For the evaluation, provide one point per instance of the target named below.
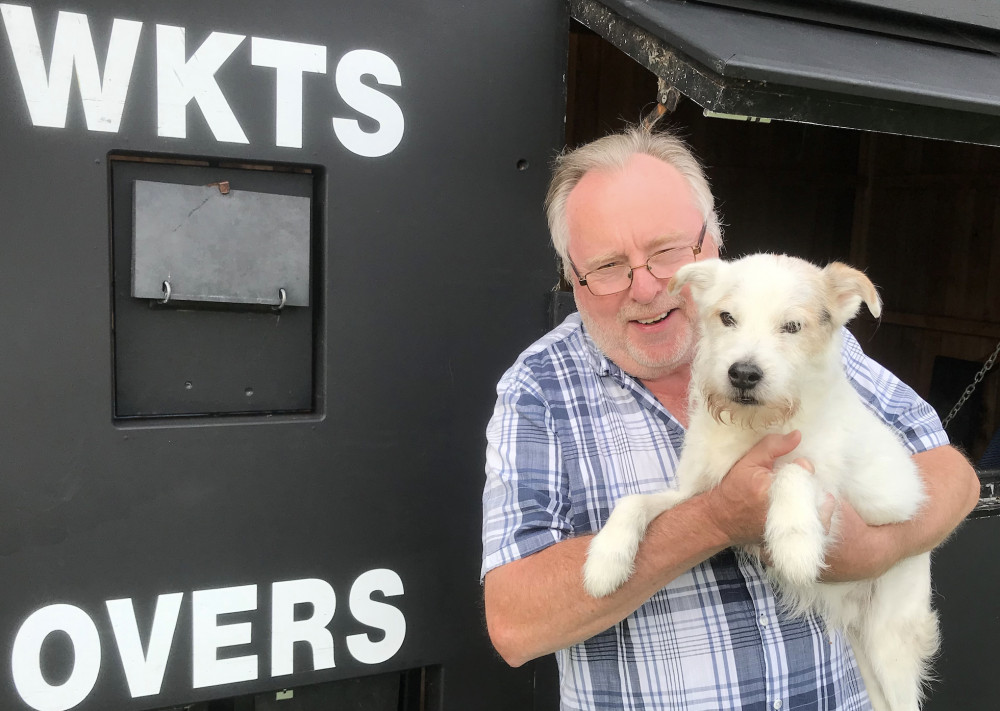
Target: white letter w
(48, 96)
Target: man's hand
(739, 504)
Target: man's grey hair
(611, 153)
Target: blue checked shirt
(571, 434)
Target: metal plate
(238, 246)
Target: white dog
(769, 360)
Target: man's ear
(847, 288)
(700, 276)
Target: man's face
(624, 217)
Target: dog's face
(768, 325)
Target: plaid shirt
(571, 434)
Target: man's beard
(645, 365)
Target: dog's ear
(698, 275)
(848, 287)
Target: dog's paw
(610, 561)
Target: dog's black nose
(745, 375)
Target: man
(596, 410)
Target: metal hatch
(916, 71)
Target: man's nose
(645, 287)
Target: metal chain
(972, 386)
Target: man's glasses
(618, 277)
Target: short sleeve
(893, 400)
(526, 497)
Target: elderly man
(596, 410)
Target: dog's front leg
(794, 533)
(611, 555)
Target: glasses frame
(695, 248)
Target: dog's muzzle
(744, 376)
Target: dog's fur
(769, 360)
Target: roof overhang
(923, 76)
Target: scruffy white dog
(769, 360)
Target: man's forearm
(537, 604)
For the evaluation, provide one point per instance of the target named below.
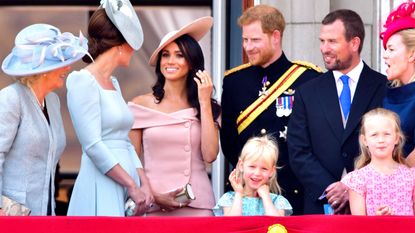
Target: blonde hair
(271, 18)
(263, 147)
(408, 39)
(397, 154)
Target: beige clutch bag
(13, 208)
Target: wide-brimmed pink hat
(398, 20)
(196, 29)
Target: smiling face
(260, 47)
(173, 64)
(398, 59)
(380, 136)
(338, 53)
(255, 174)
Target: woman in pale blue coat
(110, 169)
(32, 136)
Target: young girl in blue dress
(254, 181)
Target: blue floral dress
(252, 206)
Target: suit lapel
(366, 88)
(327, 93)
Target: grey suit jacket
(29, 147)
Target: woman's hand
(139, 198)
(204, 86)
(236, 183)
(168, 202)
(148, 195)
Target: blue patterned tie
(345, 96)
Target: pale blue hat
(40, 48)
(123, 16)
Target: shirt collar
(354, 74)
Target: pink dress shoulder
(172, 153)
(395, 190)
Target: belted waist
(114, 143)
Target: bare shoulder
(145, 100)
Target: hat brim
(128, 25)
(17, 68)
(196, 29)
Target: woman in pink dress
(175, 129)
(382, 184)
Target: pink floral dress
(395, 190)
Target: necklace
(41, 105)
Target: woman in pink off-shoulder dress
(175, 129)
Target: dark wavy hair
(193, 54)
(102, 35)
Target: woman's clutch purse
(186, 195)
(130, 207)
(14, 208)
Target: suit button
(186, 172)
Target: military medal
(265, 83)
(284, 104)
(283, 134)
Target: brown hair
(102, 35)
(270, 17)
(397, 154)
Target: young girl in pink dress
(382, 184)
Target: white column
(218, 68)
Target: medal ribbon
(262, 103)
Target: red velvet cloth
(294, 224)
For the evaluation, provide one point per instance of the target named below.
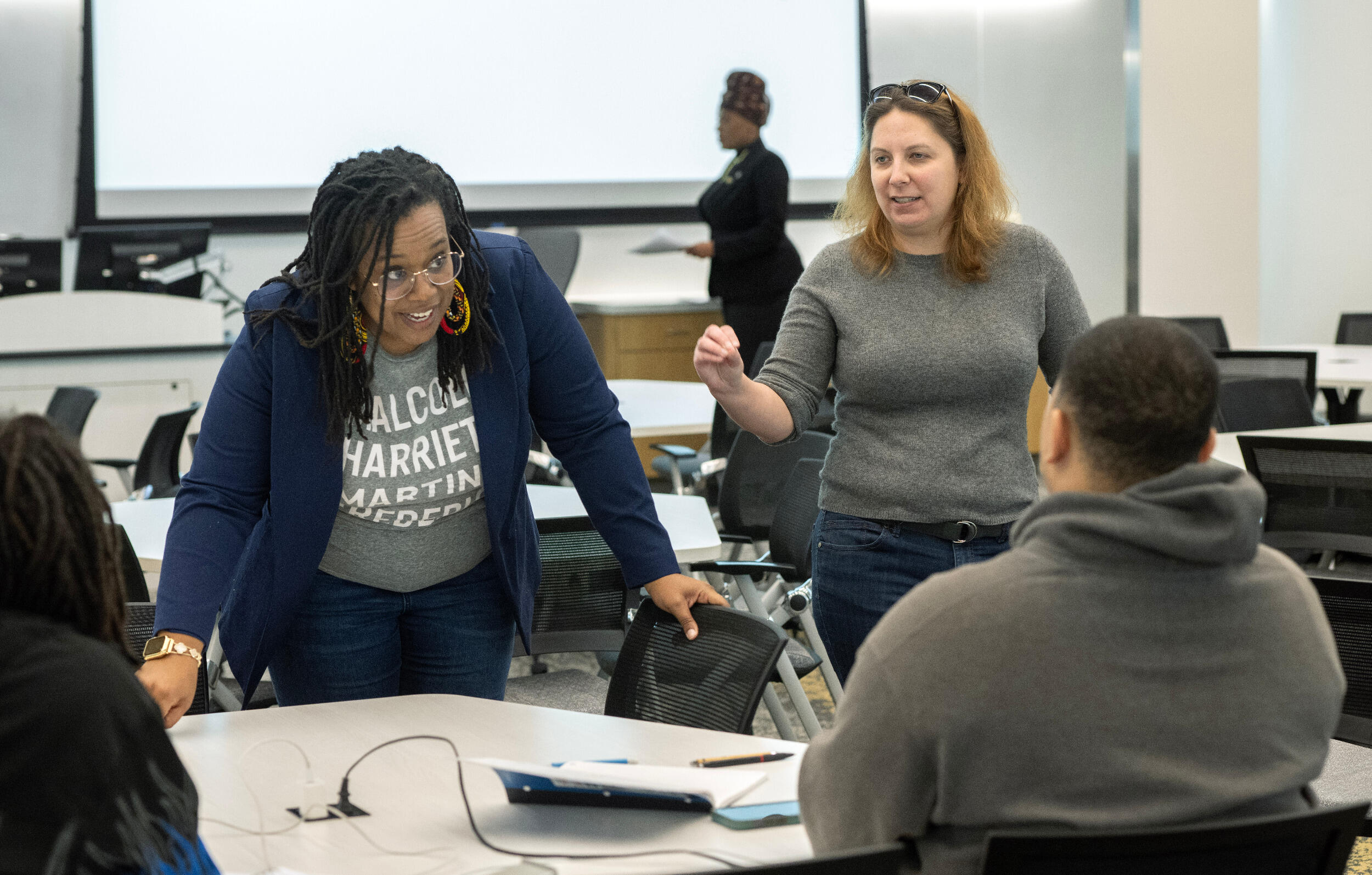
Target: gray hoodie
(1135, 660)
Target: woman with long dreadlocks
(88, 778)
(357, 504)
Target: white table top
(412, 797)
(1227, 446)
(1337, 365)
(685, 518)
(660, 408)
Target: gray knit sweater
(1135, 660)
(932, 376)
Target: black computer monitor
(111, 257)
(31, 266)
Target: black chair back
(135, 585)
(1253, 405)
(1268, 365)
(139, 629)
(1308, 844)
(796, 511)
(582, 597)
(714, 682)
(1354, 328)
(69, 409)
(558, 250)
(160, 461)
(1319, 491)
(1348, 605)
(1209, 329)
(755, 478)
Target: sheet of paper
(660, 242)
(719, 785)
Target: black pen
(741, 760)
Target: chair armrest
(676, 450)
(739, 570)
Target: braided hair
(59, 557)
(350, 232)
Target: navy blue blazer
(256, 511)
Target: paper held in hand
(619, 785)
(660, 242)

### Your instructions
Please change "provide one point per instance" to "mark one point for each instance" everywhere in the records above and write them out again with nothing else altered. Leave the pictures out of your answer.

### Answer for the task
For the evaluation, mark one point for each instance of the target named below.
Target: white letter w
(48, 96)
Target: man's hand
(739, 504)
Target: man's grey hair
(611, 153)
Target: blue checked shirt
(571, 434)
Target: metal plate
(238, 246)
Target: white dog
(769, 360)
Target: man's ear
(847, 288)
(700, 276)
Target: man's face
(624, 217)
Target: dog's face
(768, 325)
Target: plaid shirt
(571, 434)
Target: man's beard
(645, 365)
Target: dog's ear
(698, 275)
(848, 287)
Target: dog's paw
(610, 561)
Target: dog's black nose
(745, 375)
Target: man
(596, 410)
Target: metal hatch
(916, 71)
Target: man's nose
(645, 287)
Target: metal chain
(972, 386)
Target: man's glasses
(618, 277)
Target: short sleeve
(893, 400)
(526, 497)
Target: elderly man
(596, 410)
Target: dog's front leg
(794, 533)
(611, 555)
Target: glasses frame
(695, 248)
Target: dog's muzzle
(744, 376)
Target: dog's fur
(769, 360)
Target: roof overhang
(923, 76)
Target: scruffy white dog
(769, 360)
Target: man's forearm
(537, 604)
For the evaluation, mark one point for each instance of the target named below.
Target: blonde hair
(271, 18)
(263, 147)
(408, 39)
(397, 154)
Target: beige clutch bag
(13, 208)
Target: wide-brimmed pink hat
(398, 20)
(196, 29)
Target: smiling face
(260, 47)
(173, 64)
(398, 59)
(380, 136)
(338, 53)
(255, 174)
Target: woman in pale blue coat
(110, 169)
(32, 136)
Target: young girl in blue dress
(254, 181)
Target: blue floral dress
(252, 206)
Target: suit lapel
(366, 88)
(327, 93)
Target: grey suit jacket
(29, 147)
Target: woman's hand
(139, 198)
(204, 86)
(236, 183)
(168, 202)
(148, 195)
Target: blue patterned tie
(345, 96)
Target: pale blue hat
(40, 48)
(123, 16)
Target: shirt collar
(354, 74)
Target: pink dress shoulder
(172, 153)
(395, 190)
Target: belted waist
(114, 143)
Target: bare shoulder
(145, 100)
Target: hat brim
(128, 25)
(17, 68)
(196, 29)
Target: woman in pink dress
(175, 129)
(382, 184)
Target: pink floral dress
(395, 190)
Target: necklace
(41, 105)
Target: woman in pink off-shoulder dress
(175, 129)
Target: dark wavy hair
(193, 54)
(102, 35)
Target: woman's clutch purse
(186, 195)
(130, 207)
(14, 208)
Target: suit button
(186, 172)
Target: military medal
(265, 83)
(284, 104)
(283, 134)
Target: brown hair
(102, 35)
(270, 17)
(397, 154)
Target: young girl in pink dress
(382, 184)
Target: white column
(218, 68)
Target: medal ribbon
(262, 103)
Target: red velvet cloth
(294, 224)
For the evaluation, mark one point for each instance of the target named below.
Target: gray hoodie
(1135, 660)
Target: woman with long dreadlocks
(88, 778)
(357, 504)
Target: white table top
(412, 797)
(1227, 446)
(1337, 365)
(685, 518)
(660, 408)
Target: gray knit sweater
(1135, 660)
(932, 376)
Target: black computer monitor
(111, 257)
(31, 266)
Target: black chair back
(135, 585)
(1253, 405)
(1268, 365)
(139, 629)
(1308, 844)
(796, 511)
(582, 597)
(714, 682)
(1354, 328)
(69, 409)
(558, 250)
(160, 461)
(1319, 491)
(1348, 605)
(1209, 329)
(755, 478)
Target: sheet of paper
(660, 242)
(719, 785)
Target: black pen
(741, 760)
Target: chair armrest
(676, 450)
(739, 570)
Target: braided hair
(59, 557)
(350, 232)
Target: navy blue blazer
(256, 511)
Target: paper held in hand
(619, 785)
(660, 242)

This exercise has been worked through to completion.